Instructions for the task: Render every line of the listing below as a JSON list of strings, one string per line, with blank lines omitted. Leave the pictures out of the result.

____

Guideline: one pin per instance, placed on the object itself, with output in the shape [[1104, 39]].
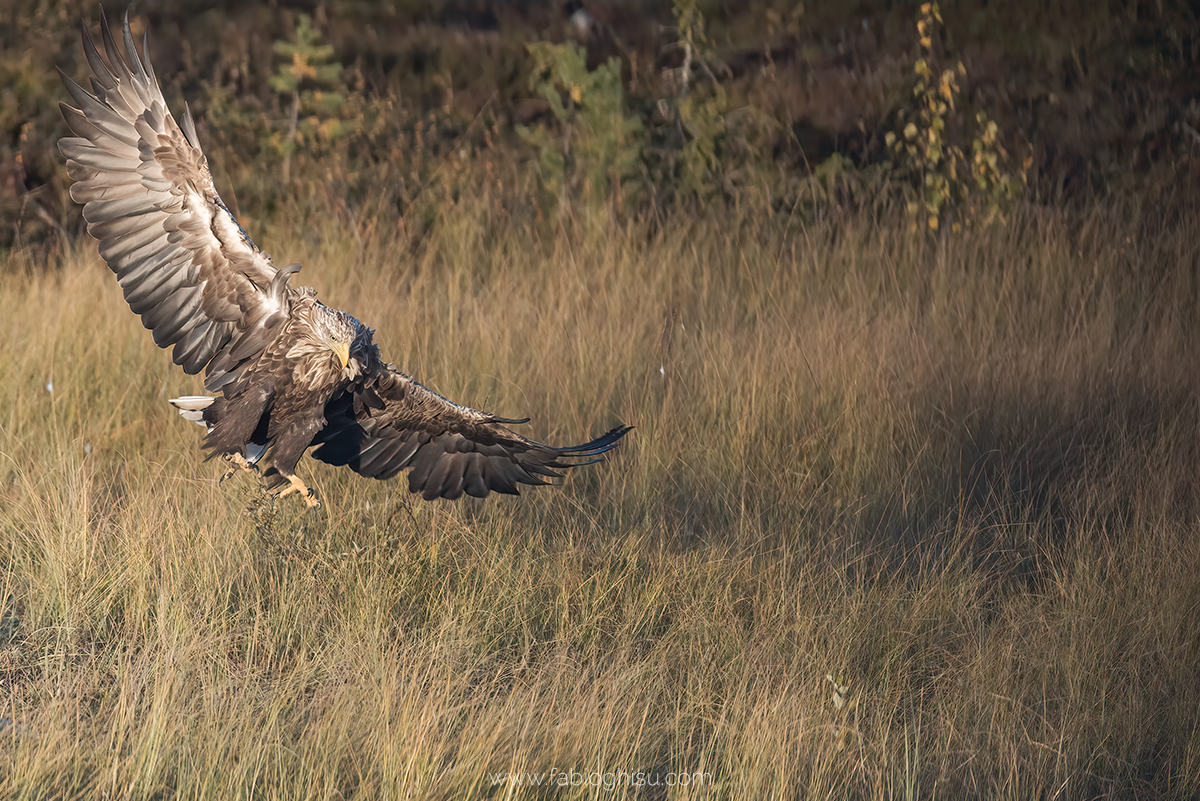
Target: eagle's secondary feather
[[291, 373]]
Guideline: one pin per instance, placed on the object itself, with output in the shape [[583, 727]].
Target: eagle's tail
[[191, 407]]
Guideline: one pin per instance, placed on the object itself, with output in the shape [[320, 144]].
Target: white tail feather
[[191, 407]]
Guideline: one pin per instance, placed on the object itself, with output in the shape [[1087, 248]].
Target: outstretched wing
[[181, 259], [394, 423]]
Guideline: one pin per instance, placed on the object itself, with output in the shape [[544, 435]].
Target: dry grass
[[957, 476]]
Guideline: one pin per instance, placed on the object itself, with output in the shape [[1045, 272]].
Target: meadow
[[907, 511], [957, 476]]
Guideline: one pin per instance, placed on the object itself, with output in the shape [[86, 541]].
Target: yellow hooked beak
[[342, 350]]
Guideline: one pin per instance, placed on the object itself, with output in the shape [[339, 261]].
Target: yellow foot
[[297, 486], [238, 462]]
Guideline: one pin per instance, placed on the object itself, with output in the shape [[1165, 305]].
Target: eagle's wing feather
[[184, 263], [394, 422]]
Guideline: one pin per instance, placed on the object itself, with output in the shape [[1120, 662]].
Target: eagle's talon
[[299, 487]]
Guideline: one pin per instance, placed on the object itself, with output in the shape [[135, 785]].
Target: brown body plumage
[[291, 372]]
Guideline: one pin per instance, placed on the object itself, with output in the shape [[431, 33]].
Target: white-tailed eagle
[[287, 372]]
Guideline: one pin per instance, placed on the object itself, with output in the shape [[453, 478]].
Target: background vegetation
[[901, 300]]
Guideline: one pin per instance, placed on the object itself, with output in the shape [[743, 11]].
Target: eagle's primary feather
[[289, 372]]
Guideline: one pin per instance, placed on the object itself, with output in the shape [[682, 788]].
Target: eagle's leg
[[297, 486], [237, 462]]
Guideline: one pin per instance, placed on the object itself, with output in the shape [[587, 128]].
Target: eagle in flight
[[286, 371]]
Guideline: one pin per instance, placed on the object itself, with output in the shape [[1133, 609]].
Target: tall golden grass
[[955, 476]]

____

Solution for this task:
[
  "Guideline: one pin per instance, placed on the object itself, with output in the shape [[1104, 39]].",
  "Target: eagle's secondary feather",
  "[[291, 373]]",
  "Guideline: one pin per instance, placed on the object itself, with output in the shape [[583, 727]].",
  "Target: eagle's tail",
  "[[191, 407]]",
  "Guideline: one pin per instance, placed on the object itself, with output in the shape [[320, 144]].",
  "Target: white tail feather",
  "[[191, 407]]",
  "Guideline: one pin per instance, placed on the object itself, with output in the shape [[1087, 248]].",
  "Target: outstretched wing",
  "[[181, 259], [394, 423]]",
  "Guideline: one pin per instance, placed on the object itself, with output in the shape [[544, 435]].",
  "Target: dry grass",
  "[[957, 476]]",
  "Guideline: one pin per instance, placed on the object itself, with output in the shape [[1045, 272]].",
  "Target: meadow",
  "[[907, 511], [957, 476]]",
  "Guideline: one pin per instance, placed on the object itself, with output in the shape [[86, 541]].",
  "Target: yellow hooked beak",
  "[[342, 350]]",
  "Guideline: one pin per instance, placed on the object itself, with output in the shape [[339, 261]].",
  "Target: yellow foot",
  "[[297, 486], [238, 462]]",
  "Guideline: one pin per instance, placed on the object itself, with output in the shape [[1165, 305]].",
  "Target: eagle's wing feather",
  "[[184, 263], [394, 422]]",
  "Guideline: one pin per instance, placed on the object itself, with output in the shape [[1120, 662]].",
  "Target: eagle's talon",
  "[[299, 487]]",
  "Guideline: one pin per instance, placed on the object itself, with output in the shape [[135, 785]].",
  "Target: brown body plumage",
  "[[291, 372]]",
  "Guideline: one pin per instance, placed on the object itself, with output in the shape [[431, 33]].",
  "Target: white-tailed eagle",
  "[[287, 372]]",
  "Guideline: one pin per instance, placed on the object itself, with output in the shape [[453, 478]].",
  "Target: background vegetation",
  "[[901, 300]]",
  "Guideline: one pin per instance, placed on the object itself, with output in the shape [[743, 11]].",
  "Target: eagle's primary feather",
  "[[289, 372]]",
  "Guideline: one pin per instance, placed on the object itself, with output in the shape [[682, 788]].",
  "Target: eagle's leg",
  "[[297, 486], [237, 462]]",
  "Guideline: one pin per instance, placed on the object itself, with output in the shape [[587, 128]].",
  "Target: eagle in flight",
  "[[286, 371]]",
  "Guideline: one pin per instance, placed on the object itself, with output in the shape [[1133, 609]].",
  "Target: tall golden grass",
  "[[955, 476]]"
]